*DATASET EXCERPTS*.
· · · · · · ·
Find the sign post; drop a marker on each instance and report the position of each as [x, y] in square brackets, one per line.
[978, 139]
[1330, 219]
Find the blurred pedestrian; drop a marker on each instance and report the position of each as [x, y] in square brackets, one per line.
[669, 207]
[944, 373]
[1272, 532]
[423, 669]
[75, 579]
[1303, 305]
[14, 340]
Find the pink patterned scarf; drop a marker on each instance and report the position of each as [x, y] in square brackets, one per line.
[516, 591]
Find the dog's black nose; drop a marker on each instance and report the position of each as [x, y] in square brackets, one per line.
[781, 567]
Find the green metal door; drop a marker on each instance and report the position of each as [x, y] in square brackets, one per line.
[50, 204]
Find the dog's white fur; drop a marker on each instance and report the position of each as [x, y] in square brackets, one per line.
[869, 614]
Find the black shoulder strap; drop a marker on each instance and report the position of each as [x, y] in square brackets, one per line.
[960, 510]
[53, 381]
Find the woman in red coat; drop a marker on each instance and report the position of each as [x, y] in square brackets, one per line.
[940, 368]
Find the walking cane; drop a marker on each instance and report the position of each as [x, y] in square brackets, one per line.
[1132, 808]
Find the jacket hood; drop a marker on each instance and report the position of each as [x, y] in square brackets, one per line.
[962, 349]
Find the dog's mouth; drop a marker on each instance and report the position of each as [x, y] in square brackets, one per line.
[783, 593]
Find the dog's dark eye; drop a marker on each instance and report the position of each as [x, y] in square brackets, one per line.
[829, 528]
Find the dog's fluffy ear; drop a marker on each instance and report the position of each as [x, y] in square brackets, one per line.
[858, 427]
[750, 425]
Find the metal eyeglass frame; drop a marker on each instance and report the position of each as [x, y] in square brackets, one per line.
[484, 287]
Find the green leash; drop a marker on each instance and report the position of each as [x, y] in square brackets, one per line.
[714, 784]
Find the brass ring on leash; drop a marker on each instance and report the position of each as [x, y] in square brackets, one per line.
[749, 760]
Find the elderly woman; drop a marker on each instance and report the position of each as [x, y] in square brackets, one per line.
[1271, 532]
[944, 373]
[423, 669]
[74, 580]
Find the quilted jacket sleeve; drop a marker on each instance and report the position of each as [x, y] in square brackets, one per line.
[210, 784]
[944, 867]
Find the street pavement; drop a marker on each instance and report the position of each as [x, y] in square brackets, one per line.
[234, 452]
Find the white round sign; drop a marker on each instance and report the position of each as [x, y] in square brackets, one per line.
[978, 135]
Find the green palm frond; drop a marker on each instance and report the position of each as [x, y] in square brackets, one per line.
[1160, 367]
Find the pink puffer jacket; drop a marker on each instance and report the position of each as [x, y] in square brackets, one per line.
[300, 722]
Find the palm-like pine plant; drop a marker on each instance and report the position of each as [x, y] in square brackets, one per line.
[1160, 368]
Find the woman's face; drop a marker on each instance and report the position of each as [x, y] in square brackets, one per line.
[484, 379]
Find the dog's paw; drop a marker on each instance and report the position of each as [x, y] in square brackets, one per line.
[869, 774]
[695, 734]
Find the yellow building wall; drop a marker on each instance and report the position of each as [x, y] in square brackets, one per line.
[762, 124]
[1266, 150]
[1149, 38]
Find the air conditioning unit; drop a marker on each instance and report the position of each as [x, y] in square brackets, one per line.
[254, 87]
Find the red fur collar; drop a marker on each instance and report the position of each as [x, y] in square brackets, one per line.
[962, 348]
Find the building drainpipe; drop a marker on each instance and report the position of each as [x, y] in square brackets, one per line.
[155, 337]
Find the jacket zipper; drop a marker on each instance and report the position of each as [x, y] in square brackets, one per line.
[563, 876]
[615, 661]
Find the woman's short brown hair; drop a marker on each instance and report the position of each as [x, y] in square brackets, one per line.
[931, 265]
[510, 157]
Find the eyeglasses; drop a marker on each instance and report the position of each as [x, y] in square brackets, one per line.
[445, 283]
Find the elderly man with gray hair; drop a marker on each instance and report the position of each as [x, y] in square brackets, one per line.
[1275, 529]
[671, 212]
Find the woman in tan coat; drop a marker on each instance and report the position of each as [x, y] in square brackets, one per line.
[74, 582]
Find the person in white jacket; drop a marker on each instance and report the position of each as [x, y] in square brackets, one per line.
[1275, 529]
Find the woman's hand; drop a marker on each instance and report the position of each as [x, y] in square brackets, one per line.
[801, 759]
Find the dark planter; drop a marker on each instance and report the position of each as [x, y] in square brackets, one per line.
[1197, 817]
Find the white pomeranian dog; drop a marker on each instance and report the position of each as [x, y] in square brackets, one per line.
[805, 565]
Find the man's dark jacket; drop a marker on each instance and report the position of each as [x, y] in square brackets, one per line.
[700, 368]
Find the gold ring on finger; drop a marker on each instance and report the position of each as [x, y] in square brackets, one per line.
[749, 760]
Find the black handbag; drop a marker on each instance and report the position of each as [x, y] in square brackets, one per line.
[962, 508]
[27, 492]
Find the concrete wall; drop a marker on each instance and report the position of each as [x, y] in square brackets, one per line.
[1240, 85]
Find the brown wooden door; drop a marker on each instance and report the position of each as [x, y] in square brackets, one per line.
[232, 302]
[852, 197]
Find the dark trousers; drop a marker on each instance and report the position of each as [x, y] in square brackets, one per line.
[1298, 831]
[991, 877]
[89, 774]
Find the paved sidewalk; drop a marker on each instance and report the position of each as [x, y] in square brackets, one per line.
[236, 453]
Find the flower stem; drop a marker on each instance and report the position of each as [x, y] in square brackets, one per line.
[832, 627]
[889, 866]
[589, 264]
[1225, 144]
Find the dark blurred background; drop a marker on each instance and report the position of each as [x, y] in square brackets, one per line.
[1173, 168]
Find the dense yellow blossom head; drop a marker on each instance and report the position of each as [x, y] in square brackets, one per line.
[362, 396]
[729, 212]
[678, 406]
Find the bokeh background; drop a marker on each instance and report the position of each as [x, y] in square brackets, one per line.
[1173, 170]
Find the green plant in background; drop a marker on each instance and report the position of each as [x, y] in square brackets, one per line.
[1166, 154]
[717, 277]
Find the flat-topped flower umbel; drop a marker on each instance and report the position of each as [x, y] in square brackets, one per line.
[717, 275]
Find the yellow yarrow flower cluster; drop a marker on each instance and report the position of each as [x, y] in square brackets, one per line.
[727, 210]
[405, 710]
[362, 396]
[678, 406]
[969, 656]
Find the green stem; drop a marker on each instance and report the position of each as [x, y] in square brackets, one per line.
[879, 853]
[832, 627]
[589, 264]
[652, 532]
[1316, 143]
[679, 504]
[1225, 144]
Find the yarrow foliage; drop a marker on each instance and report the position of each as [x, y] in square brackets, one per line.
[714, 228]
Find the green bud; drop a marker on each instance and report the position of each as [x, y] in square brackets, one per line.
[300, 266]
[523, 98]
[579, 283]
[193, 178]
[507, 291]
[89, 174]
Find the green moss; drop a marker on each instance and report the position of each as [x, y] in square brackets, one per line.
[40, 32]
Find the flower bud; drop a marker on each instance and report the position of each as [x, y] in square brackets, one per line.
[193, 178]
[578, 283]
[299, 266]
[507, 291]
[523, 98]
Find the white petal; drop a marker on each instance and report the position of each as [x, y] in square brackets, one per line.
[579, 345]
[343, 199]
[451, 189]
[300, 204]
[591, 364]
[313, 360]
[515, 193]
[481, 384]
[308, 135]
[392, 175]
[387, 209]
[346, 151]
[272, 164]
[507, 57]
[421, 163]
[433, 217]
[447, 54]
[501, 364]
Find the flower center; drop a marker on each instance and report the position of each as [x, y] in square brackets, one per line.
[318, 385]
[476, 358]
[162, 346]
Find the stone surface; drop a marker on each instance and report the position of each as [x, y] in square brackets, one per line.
· · · · · · ·
Each entry needs to be copied out exactly.

Find the sign post; drop a marker on each instance and report the position of each as [x, y] in square brackets, one per line.
[978, 139]
[1330, 219]
Find the blurred pedestrian; drop a marker on each instance and report the position of each as [x, y] in square brackets, one per line.
[669, 207]
[944, 373]
[1272, 532]
[423, 669]
[75, 579]
[1303, 305]
[14, 340]
Find the pink patterned scarf; drop a marker on each instance and report the position of each as [x, y] in square brackets, one per line.
[516, 591]
Find the dog's black nose; drop a marker on each instance and report the position of each as [x, y] in square brackets, one per line.
[781, 567]
Find the green metal door; drop a marker on each instance and report the position of each as [x, y] in square brackets, one per line.
[50, 204]
Find the dog's white fur; drop a marker on each instance and report the position of each as [x, y] in square brackets, one per line.
[869, 614]
Find the black shoulder strap; drop a marker on each instance and report the position of each as [x, y] in square brackets, one per line.
[960, 510]
[53, 381]
Find the woman in red coat; drop a marker on each instance and report the position of each as [x, y] in square brackets, one per line.
[940, 368]
Find the walking cane; drop a marker on each instance and report the position of each as [x, y] in square brackets, one per line.
[1132, 808]
Find the jacket hood; drop a marker on each instance and report the position of each as [x, y] in square brackets, one per line.
[962, 349]
Find the dog's mouth; drop a marker on each instance and report the position of each as [x, y] in square brackets, one per line.
[783, 593]
Find the dog's dark eye; drop a marker on each instance and report the position of each as [x, y] in square brackets, one per line.
[829, 528]
Find the dog's fluffy ear; drop a marker on each instance and report the position of each as [x, y] in square brackets, one per line.
[858, 427]
[750, 425]
Find the metal eyeglass frame; drop a marker on each instance and report the position of each as [x, y] in square brackets, one per line.
[484, 287]
Find the green leash; drop a marker on each instance and report the position of each as [x, y] in square brackets, one per line.
[714, 784]
Find the brass ring on leash; drop a marker on each instance and report the position of each as [x, y] in square brackets, one per line.
[749, 760]
Find the elderly woman; drop a marker on each instance and report the position of each as [x, y] in square brackets, one per line.
[1271, 532]
[944, 373]
[423, 669]
[74, 580]
Find the quilted jacket sleeve; drop a marker on each instance and report the position of each as [x, y] in square brackets, one per line.
[210, 784]
[944, 867]
Find the street pavement; drop a marker on each instance and report the position of each as [x, y] in square brackets, one per line.
[234, 452]
Find the white round sign; drop a marker on each instance and report the position of each as [x, y] in square brackets, one per line.
[978, 135]
Find the green palm frond; drop a marker on each instance and report the position of each as [x, y] in square brackets, one per line.
[1160, 367]
Find the pink puffer jacket; drop a marker on each instance and report the position of each as [x, y] in square brackets, one per line.
[300, 722]
Find the palm-like pine plant; drop a marker on each instance and report the position of each as [x, y] in square brackets, one per line.
[1160, 368]
Find the woman's face; drop a marker on each instance and report the position of each as [x, y] in square brackets, one per line.
[484, 379]
Find the dog's paw; drop a marker on each instance and report the position of each as [x, y] in square brackets, one per line.
[869, 774]
[695, 734]
Find the yellow building wall; drop a marker on each instance and report the position of each as [x, y] in square brackets, one per line.
[762, 124]
[1266, 150]
[1149, 38]
Find the air conditioning unit; drop a marker on each instance and report the position of each as [x, y] in square brackets, one per line.
[254, 87]
Find the red fur collar; drop a marker on each instance and report the position of each as [x, y] in square brackets, one per line.
[962, 348]
Find the building drainpipe; drop a marker on each instance and report the position of each as [x, y] in square brackets, one per line.
[155, 337]
Find the jacket zipper; drop a marker on each instance and report the position of each as [x, y] in square brackets, one per line.
[563, 876]
[615, 661]
Find the woman's short brown hair; drop a marker on each instance and report the position of each as [x, y] in square brackets, one per line.
[931, 265]
[510, 157]
Find the eyeglasses; drop a marker on each instance and report the position of each as [x, y] in square brackets, one per line.
[445, 283]
Find the elderly man with gray hair; drop a marker on each instance and report the position of each as [x, y] in square brackets, one per line.
[1275, 529]
[671, 212]
Find the woman in tan coat; drop a marker on each instance and report the position of each as [x, y] in square brackets, one per line.
[74, 582]
Find the person in white jacket; drop a marker on each instance and report the position of each as [x, y] in square brackets, one per line.
[1275, 529]
Find the woman's hand; drop a marker on each instance and report the position of each as [x, y] in square brackets, one per line.
[801, 759]
Find the dark planter; drop a marker on each instance and report the position of each as [x, y] in square brackets, one per line.
[1197, 817]
Find the white pomeranian dog; drop a marker on each instance and report the position of each as [x, y] in square brackets, one per line.
[805, 565]
Find the man's dark jacket; drop a marker on each instance and report the position of each as [x, y] in square brackets, one per line.
[700, 368]
Find the gold ring on finger; drop a marker on each instance and report the position of each as [x, y] in square brackets, one per line.
[749, 760]
Find the black handbag; drop a marker on each instance and report the position of each as [x, y] in square brackets, one per line.
[962, 508]
[27, 492]
Find the concrete wall; drop a marker on each instance and report the position of each as [x, y] in square brackets, one per line.
[1240, 85]
Find the brown wooden door; drop a marker on each instance and report the position of each as [x, y] in square brackets, one per line.
[232, 302]
[852, 197]
Find the dark trousers; drop a marker on each instance and report the position of each as [x, y] in square brackets, one per line.
[1298, 831]
[991, 877]
[89, 774]
Find the paved sidewalk; drop a marker on each instance and report the position of each as [x, y] in square brackets, one per line.
[236, 453]
Find the flower stem; drop a marker on each instance and report the position of each as [x, y] in square brackets, one per line.
[832, 627]
[889, 866]
[589, 264]
[1225, 144]
Find the dark blurred background; drop a marker on each instance and report the position of each as [x, y] in square brackets, one per line.
[1173, 168]
Find the dense yellow blossom head; drop a marker on each instance and report the position of each as [x, y] in square brackets, one per line.
[362, 396]
[729, 212]
[678, 406]
Find the bokeh background; drop a marker on each instance and report the position of each as [x, y] in square brackets, one per line.
[1173, 170]
Find the green plant in background; drop a marker on each instance and report the position of each as [x, y] in square brackets, one per line.
[1166, 154]
[717, 277]
Find the flat-topped flower umbel; drop a marker on each instance and report the position of each as [x, y] in square brackets, one per line.
[717, 275]
Find the yellow yarrow flower cluster; drop a marker on each instance and report the position of each as [x, y] in square brackets, one per line.
[727, 210]
[405, 710]
[362, 396]
[678, 406]
[969, 656]
Find the green stem; drop a marker on each instance and report the position of each as [x, y] in square brackets, one per line.
[879, 853]
[832, 627]
[589, 264]
[652, 532]
[1316, 143]
[679, 504]
[1225, 144]
Find the yarrow foliage; drop a marker on each instance and report the position of each as [x, y] in square brackets, one per line.
[714, 228]
Find the green bud; drop a marker on each instance and report the position of each as [x, y] in square brackets, one per line.
[300, 266]
[523, 98]
[579, 283]
[193, 178]
[507, 291]
[89, 174]
Find the green moss; drop a marker on each instance and report the position of each as [x, y] in square brackets, one per line.
[40, 32]
Find the flower bud; drop a marker on each instance and report the position of each as [x, y] in square brackets, one per line.
[193, 178]
[578, 283]
[299, 266]
[507, 291]
[523, 98]
Find the white petal; drop a marker on each instance and report the position of each as [x, y] in square brackets, one per line.
[579, 345]
[343, 199]
[451, 189]
[300, 204]
[591, 364]
[313, 360]
[515, 193]
[481, 384]
[308, 135]
[392, 175]
[387, 209]
[346, 151]
[272, 164]
[507, 57]
[421, 163]
[433, 217]
[447, 54]
[501, 364]
Find the flower center; drop a marker on each instance and report the position of each as [x, y] in square brackets, one per line.
[318, 385]
[476, 358]
[162, 346]
Find the stone surface; drop a marker on each instance and report the position of each as [x, y] in square brackets, one per line.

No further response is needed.